**What the exercise asks**: Reproduce the data below in full and exclude every picture.

**Data in this exercise**:
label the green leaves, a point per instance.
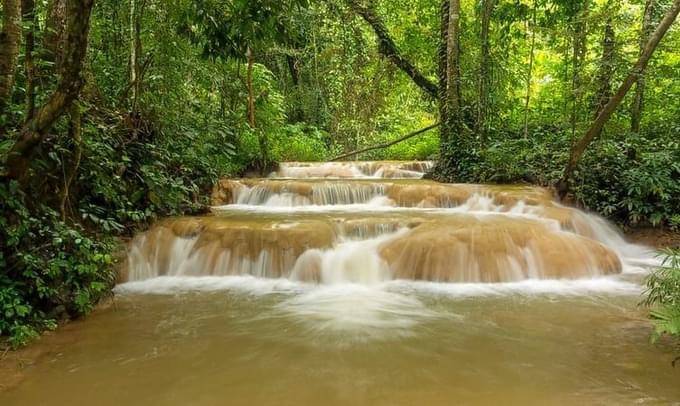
(663, 294)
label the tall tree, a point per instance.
(453, 91)
(484, 80)
(579, 52)
(530, 69)
(28, 9)
(646, 30)
(606, 69)
(595, 129)
(247, 28)
(10, 39)
(68, 88)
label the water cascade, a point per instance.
(372, 222)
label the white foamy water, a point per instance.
(349, 286)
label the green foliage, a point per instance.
(663, 294)
(629, 179)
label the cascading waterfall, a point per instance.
(372, 222)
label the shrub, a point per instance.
(663, 294)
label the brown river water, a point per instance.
(360, 284)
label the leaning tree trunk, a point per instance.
(28, 9)
(595, 129)
(389, 49)
(10, 39)
(136, 13)
(484, 70)
(636, 108)
(70, 83)
(606, 71)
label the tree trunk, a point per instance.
(453, 66)
(74, 164)
(261, 136)
(10, 39)
(484, 69)
(136, 12)
(530, 72)
(595, 129)
(54, 31)
(606, 70)
(250, 55)
(636, 108)
(28, 7)
(389, 49)
(578, 59)
(442, 69)
(70, 83)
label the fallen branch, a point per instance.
(387, 144)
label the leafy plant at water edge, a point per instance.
(663, 294)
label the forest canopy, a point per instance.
(115, 113)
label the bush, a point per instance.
(663, 294)
(629, 179)
(51, 271)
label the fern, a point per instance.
(663, 294)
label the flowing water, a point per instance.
(361, 284)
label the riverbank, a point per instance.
(14, 364)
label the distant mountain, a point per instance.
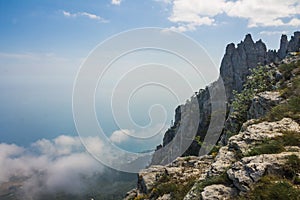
(258, 153)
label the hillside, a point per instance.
(258, 154)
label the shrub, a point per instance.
(290, 109)
(286, 69)
(292, 168)
(272, 187)
(290, 138)
(267, 147)
(221, 179)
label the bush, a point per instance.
(287, 69)
(292, 168)
(221, 179)
(267, 147)
(176, 190)
(272, 187)
(290, 109)
(290, 138)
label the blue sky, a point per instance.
(42, 44)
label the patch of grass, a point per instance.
(290, 138)
(287, 69)
(176, 190)
(267, 147)
(221, 179)
(273, 187)
(290, 109)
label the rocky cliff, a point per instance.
(235, 67)
(260, 157)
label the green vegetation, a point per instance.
(288, 69)
(267, 147)
(176, 190)
(273, 187)
(221, 179)
(292, 168)
(165, 185)
(290, 109)
(290, 90)
(276, 145)
(261, 79)
(290, 138)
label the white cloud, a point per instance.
(120, 136)
(49, 165)
(273, 32)
(264, 12)
(188, 14)
(85, 14)
(164, 1)
(116, 2)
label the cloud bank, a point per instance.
(116, 2)
(85, 14)
(188, 14)
(49, 165)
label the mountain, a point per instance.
(258, 153)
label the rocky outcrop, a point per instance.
(237, 62)
(218, 192)
(250, 170)
(235, 67)
(262, 103)
(246, 171)
(241, 170)
(294, 43)
(179, 171)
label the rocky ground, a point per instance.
(259, 161)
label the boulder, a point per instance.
(218, 192)
(262, 103)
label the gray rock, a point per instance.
(249, 170)
(223, 161)
(218, 192)
(165, 197)
(282, 52)
(237, 62)
(294, 43)
(262, 103)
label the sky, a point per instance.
(44, 43)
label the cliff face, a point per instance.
(260, 161)
(261, 158)
(235, 67)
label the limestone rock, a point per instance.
(294, 43)
(262, 103)
(218, 192)
(282, 52)
(259, 132)
(165, 197)
(148, 177)
(237, 62)
(249, 170)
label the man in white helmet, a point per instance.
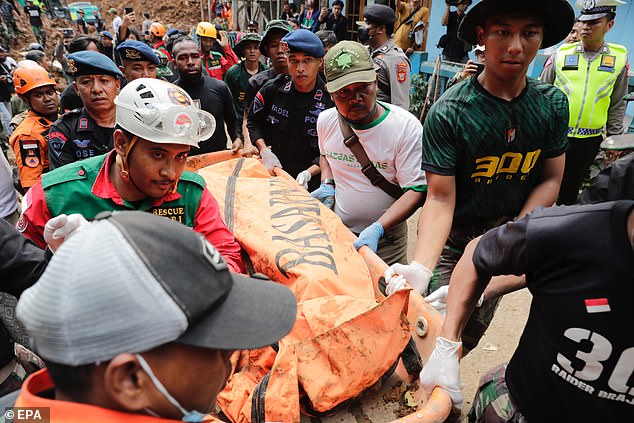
(156, 124)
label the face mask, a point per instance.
(188, 416)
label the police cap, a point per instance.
(304, 41)
(596, 9)
(136, 51)
(379, 14)
(87, 62)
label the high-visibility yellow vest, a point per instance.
(588, 85)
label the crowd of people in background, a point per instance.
(328, 102)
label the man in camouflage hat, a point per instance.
(390, 137)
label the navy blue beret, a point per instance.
(136, 51)
(89, 62)
(304, 41)
(380, 14)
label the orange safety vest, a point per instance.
(30, 147)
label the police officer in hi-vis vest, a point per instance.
(593, 74)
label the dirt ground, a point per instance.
(497, 346)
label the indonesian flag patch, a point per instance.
(597, 305)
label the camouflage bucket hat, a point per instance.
(346, 63)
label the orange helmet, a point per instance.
(206, 29)
(157, 29)
(26, 78)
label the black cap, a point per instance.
(380, 14)
(557, 15)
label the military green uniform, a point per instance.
(496, 157)
(394, 74)
(237, 78)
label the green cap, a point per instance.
(348, 62)
(276, 25)
(162, 70)
(249, 37)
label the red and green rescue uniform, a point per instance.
(85, 187)
(217, 64)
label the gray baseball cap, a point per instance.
(132, 281)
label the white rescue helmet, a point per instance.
(161, 112)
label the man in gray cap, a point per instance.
(143, 327)
(484, 169)
(393, 66)
(593, 75)
(87, 131)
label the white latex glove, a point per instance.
(417, 275)
(303, 178)
(438, 299)
(61, 227)
(395, 284)
(269, 159)
(443, 370)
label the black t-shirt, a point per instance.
(615, 182)
(35, 15)
(575, 359)
(76, 136)
(213, 96)
(455, 47)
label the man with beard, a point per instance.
(87, 131)
(36, 88)
(210, 94)
(157, 123)
(282, 120)
(390, 138)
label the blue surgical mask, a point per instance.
(188, 416)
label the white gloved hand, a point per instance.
(438, 299)
(303, 178)
(269, 159)
(395, 284)
(417, 275)
(61, 227)
(443, 370)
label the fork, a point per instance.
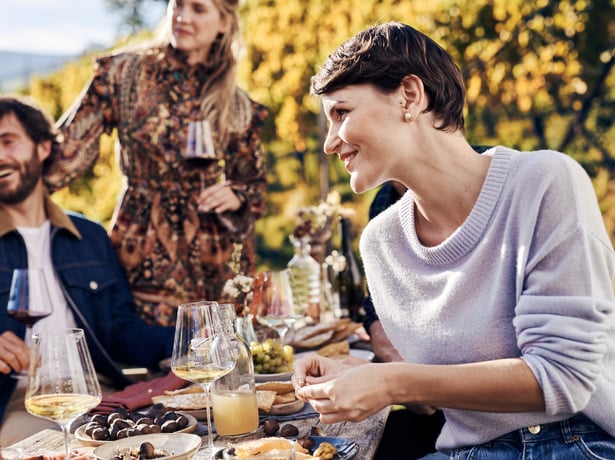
(345, 450)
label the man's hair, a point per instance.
(386, 53)
(37, 124)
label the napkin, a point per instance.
(139, 394)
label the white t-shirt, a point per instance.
(37, 241)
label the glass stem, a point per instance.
(210, 437)
(67, 449)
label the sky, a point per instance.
(61, 26)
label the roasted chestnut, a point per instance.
(271, 427)
(289, 430)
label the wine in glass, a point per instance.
(29, 299)
(62, 381)
(201, 354)
(276, 307)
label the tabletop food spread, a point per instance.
(177, 413)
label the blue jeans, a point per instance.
(571, 439)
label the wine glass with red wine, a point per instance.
(29, 299)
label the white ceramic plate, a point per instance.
(88, 441)
(180, 446)
(279, 377)
(285, 409)
(357, 353)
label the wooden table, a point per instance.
(366, 434)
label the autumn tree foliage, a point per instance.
(538, 74)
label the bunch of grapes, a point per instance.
(271, 357)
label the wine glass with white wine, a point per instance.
(201, 354)
(62, 381)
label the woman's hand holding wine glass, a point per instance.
(62, 381)
(201, 353)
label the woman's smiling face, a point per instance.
(196, 24)
(363, 132)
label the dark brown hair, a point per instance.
(37, 124)
(383, 55)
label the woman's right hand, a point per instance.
(14, 353)
(314, 368)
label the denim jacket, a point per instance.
(97, 293)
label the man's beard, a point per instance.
(29, 174)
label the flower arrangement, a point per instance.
(316, 221)
(238, 289)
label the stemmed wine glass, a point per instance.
(29, 300)
(62, 381)
(276, 307)
(201, 353)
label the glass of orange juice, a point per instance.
(233, 396)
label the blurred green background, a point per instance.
(539, 74)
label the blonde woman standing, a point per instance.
(190, 154)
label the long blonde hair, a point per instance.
(223, 103)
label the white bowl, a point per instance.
(181, 446)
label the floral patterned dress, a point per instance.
(172, 253)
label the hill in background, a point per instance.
(17, 68)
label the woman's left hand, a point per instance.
(218, 198)
(353, 394)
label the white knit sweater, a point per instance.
(528, 274)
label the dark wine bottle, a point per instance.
(350, 280)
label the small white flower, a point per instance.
(336, 261)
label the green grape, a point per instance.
(270, 357)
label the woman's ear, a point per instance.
(413, 93)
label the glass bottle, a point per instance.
(305, 278)
(233, 396)
(350, 279)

**Result**:
label the green leaves, a point per instance.
(663, 294)
label the tall tree, a point per instance.
(453, 91)
(484, 80)
(579, 52)
(530, 69)
(28, 9)
(646, 30)
(606, 69)
(595, 129)
(247, 28)
(10, 39)
(68, 88)
label the water cascade, a point per instance.
(372, 222)
label the white foamy water, a point per instance.
(349, 286)
label the green foliage, a point per instance.
(663, 294)
(629, 179)
label the cascading waterfall, a point per instance.
(372, 222)
label the shrub, a point per instance.
(663, 294)
label the brown river water, a point per instance.
(360, 284)
label the leaning tree trunk, a point per instance.
(28, 9)
(595, 129)
(389, 49)
(10, 39)
(136, 13)
(484, 70)
(636, 108)
(70, 83)
(606, 71)
label the tree trunk, a point per instance.
(453, 66)
(74, 164)
(261, 136)
(10, 39)
(484, 69)
(136, 12)
(530, 72)
(595, 129)
(54, 31)
(606, 70)
(250, 55)
(636, 108)
(28, 7)
(389, 49)
(578, 59)
(442, 69)
(70, 83)
label the fallen branch, a point per instance.
(387, 144)
label the leafy plant at water edge, a point per instance.
(663, 294)
label the forest canopy, a point per instance.
(115, 113)
label the bush, a point per instance.
(663, 294)
(629, 179)
(51, 271)
label the fern, a point per instance.
(663, 294)
label the flowing water, a point per instance.
(361, 284)
label the riverbank, a point per instance.
(14, 364)
label the distant mountain, a point per instance.
(258, 153)
label the hillside, a point per instance.
(258, 154)
label the shrub, a point per instance.
(290, 109)
(286, 69)
(292, 168)
(272, 187)
(290, 138)
(267, 147)
(221, 179)
label the bush, a point per instance.
(287, 69)
(292, 168)
(221, 179)
(267, 147)
(176, 190)
(272, 187)
(290, 109)
(290, 138)
label the blue sky, a point per instance.
(42, 44)
label the patch of grass, a point per instance.
(290, 138)
(287, 69)
(176, 190)
(267, 147)
(221, 179)
(273, 187)
(290, 109)
label the rocky cliff, a point per instance.
(235, 67)
(260, 157)
label the green vegetation, a point per instance.
(288, 69)
(267, 147)
(176, 190)
(273, 187)
(221, 179)
(292, 168)
(165, 185)
(290, 109)
(290, 90)
(276, 145)
(261, 79)
(290, 138)
label the white cloud, a point per instance.
(120, 136)
(49, 165)
(273, 32)
(264, 12)
(188, 14)
(85, 14)
(164, 1)
(116, 2)
label the cloud bank, a point per instance.
(116, 2)
(85, 14)
(188, 14)
(49, 165)
label the mountain, a point per instance.
(258, 153)
label the rocky outcrop, a point per instance.
(237, 62)
(218, 192)
(250, 170)
(235, 67)
(262, 103)
(246, 171)
(241, 170)
(294, 43)
(179, 171)
label the rocky ground, a point per instance.
(259, 161)
label the boulder, a point per instance.
(218, 192)
(262, 103)
label the gray rock, a point per instance.
(249, 170)
(223, 161)
(218, 192)
(165, 197)
(282, 52)
(237, 62)
(294, 43)
(262, 103)
label the sky, a point per instance.
(44, 43)
label the cliff face, a point per instance.
(260, 161)
(261, 158)
(235, 67)
label the limestone rock, a point per instance.
(294, 43)
(262, 103)
(218, 192)
(282, 52)
(259, 132)
(165, 197)
(148, 177)
(237, 62)
(249, 170)
label the man in white helmet, a point per instance.
(156, 124)
label the face mask, a point per instance.
(188, 416)
label the police cap, a point per instance.
(304, 41)
(596, 9)
(136, 51)
(379, 14)
(87, 62)
label the high-visibility yellow vest, a point per instance.
(588, 85)
label the crowd of people in background, a point per instance.
(328, 102)
label the man in camouflage hat, a point per instance.
(390, 137)
label the navy blue beret, a point per instance.
(136, 51)
(89, 62)
(304, 41)
(380, 14)
label the orange safety vest, a point per instance.
(30, 147)
label the police officer in hi-vis vest, a point per instance.
(593, 74)
label the dirt ground, a point per instance.
(497, 346)
label the indonesian flag patch, a point per instance.
(597, 305)
label the camouflage bucket hat, a point per instance.
(346, 63)
label the orange helmet, a point per instance.
(206, 29)
(157, 29)
(26, 78)
label the black cap, a point per instance.
(380, 14)
(557, 15)
label the military green uniform, a point per instance.
(496, 157)
(394, 74)
(237, 78)
label the green cap, a point per instance.
(348, 62)
(276, 25)
(162, 70)
(249, 37)
label the red and green rescue uniform, a point per instance.
(85, 187)
(217, 64)
label the gray baseball cap, a point per instance.
(132, 281)
label the white rescue helmet, a point per instance.
(161, 112)
label the man in gray cap, a point per instance.
(143, 327)
(484, 169)
(393, 66)
(593, 75)
(87, 131)
label the white latex glove, a point per instance.
(417, 275)
(303, 178)
(438, 299)
(61, 227)
(395, 284)
(269, 159)
(443, 370)
label the black t-shirt, a point per instance.
(615, 182)
(35, 15)
(575, 359)
(76, 136)
(213, 96)
(455, 47)
label the man with beard, a point per instance.
(87, 131)
(36, 88)
(210, 94)
(157, 123)
(282, 120)
(390, 138)
label the blue surgical mask, a point per instance.
(188, 416)
label the white gloved hand, a point per instance.
(438, 299)
(303, 178)
(269, 159)
(395, 284)
(417, 275)
(61, 227)
(443, 370)
label the fork, a point per instance.
(345, 450)
label the man's hair, a point per instance.
(386, 53)
(37, 124)
label the napkin, a point per instance.
(139, 394)
label the white t-shirt, a point per instance.
(37, 241)
label the glass stem, a point per instance.
(210, 437)
(67, 449)
label the sky, a point per instance.
(61, 26)
label the roasted chestnut, a point per instance.
(271, 427)
(289, 430)
label the wine in glass, a point per instance.
(29, 299)
(62, 381)
(201, 354)
(276, 307)
label the tabletop food spread, a point per instance.
(177, 413)
label the blue jeans, a point per instance.
(571, 439)
label the wine glass with red wine, a point per instance.
(29, 299)
label the white ceramic plate, a point per instance.
(88, 441)
(180, 446)
(279, 377)
(285, 409)
(357, 353)
label the wooden table, a point per instance.
(366, 434)
label the autumn tree foliage, a point per instance.
(538, 74)
label the bunch of grapes, a point per instance.
(271, 357)
label the wine glass with white wine, a point per instance.
(201, 354)
(62, 381)
label the woman's hand holding wine glass, a point per instance.
(62, 381)
(201, 353)
label the woman's smiling face, a point per instance.
(196, 24)
(363, 132)
label the dark brown hair, a point per instance.
(37, 124)
(383, 55)
label the woman's right hand, a point per instance.
(14, 353)
(314, 368)
label the denim jacket, a point per instance.
(97, 293)
label the man's beard, a point per instance.
(29, 174)
label the flower arrangement, a point per instance.
(316, 221)
(238, 289)
label the stemmed wine glass, a point per instance.
(29, 300)
(62, 381)
(276, 307)
(201, 353)
label the glass of orange juice, a point per instance.
(233, 396)
label the blurred green background, a point per instance.
(539, 74)
label the blonde woman standing, a point per instance.
(190, 154)
label the long blonde hair, a point per instance.
(223, 103)
label the white bowl, a point per instance.
(181, 446)
label the floral patterned dress, a point per instance.
(172, 253)
label the hill in background, a point per instance.
(17, 68)
label the woman's left hand, a point per instance.
(218, 198)
(353, 394)
label the white knit sweater, a point per instance.
(528, 274)
label the dark wine bottle, a point per instance.
(350, 280)
label the small white flower, a point per instance.
(336, 261)
label the green grape, a point per instance.
(270, 357)
label the woman's ear, a point per instance.
(413, 93)
label the glass bottle, a point per instance.
(305, 278)
(233, 396)
(350, 279)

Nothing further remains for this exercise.